* **本文**:

:::

量子コンピュータの開発は、ファイマンというノーベル物理学賞を受賞した学者が、化学反応における分子の振る舞いなどは今の方式のコンピュータ(古典的コンピュータ)では正確にシミュレートすることができず、「自然は古典的ではない。だから、もし自然をシミュレーションしたいなら、量子力学的に作るべきだ」として、「量子シミュレーション」のアイデアを提案したことが出発点とされている。
量子コンピュータは古典的なビット(0か1)の代わりに、重ね合わせの状態をとりうる「量子ビット」(0、1、0と1の重ね合わせ)という性質を利用することで、複数の計算を同時に実行できるものだ。
その後、十分な性能を持つ量子コンピュータがあれば、インターネットなどで使われている「RSA暗号」を1週間で解けるということが分かり(現在のスーパーコンピュータでは宇宙の歴史の400倍の時間を要する)、量子コンピュータへの研究開発には学術界の枠を超え、世界中の政府や大手企業からの多額の資金が投入され、第一次ブームとなった。
最近では量子コンピュータが特定の計算問題で、既存の世界最高性能のスーパーコンピュータの能力を上回ることを実証した「量子超越性」(2019年)というGoogleの論文により、第二次ブームが始まっている。

:::

* **提供データ**:
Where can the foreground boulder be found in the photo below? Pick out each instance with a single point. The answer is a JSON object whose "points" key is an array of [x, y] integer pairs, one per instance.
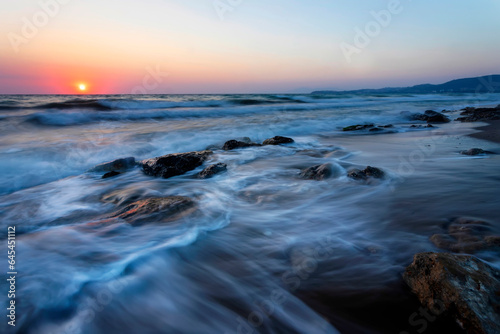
{"points": [[460, 285], [318, 173], [466, 235], [480, 114], [474, 151], [174, 164], [278, 140], [366, 173], [358, 127], [116, 165], [235, 144], [155, 209], [212, 170]]}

:::

* **やることリスト**:
a: 本文について、次の問いに答えてください。
(i) 「量子シミュレーション」のアイデアを提案したのは誰ですか?
(ii) 現在のスーパーコンピュータで「RSA暗号」を解くには、どれだけの時間がかかるとされていますか?
(iii) 第二次ブームのきっかけとなったGoogleの論文は何年のものですか?
b: 本文のうち、「量子コンピュータの開発は、フ」から始まり「算を同時に実行できるものだ。」で終わる部分を、一字一句変えずに写して返してください。
データは本文とは別の資料です。

* **演習の結果**:
a:
(i) ファイマン
(ii) 宇宙の歴史の400倍の時間
(iii) 2019年

b:
量子コンピュータの開発は、ファイマンというノーベル物理学賞を受賞した学者が、化学反応における分子の振る舞いなどは今の方式のコンピュータ(古典的コンピュータ)では正確にシミュレートすることができず、「自然は古典的ではない。だから、もし自然をシミュレーションしたいなら、量子力学的に作るべきだ」として、「量子シミュレーション」のアイデアを提案したことが出発点とされている。
量子コンピュータは古典的なビット(0か1)の代わりに、重ね合わせの状態をとりうる「量子ビット」(0、1、0と1の重ね合わせ)という性質を利用することで、複数の計算を同時に実行できるものだ。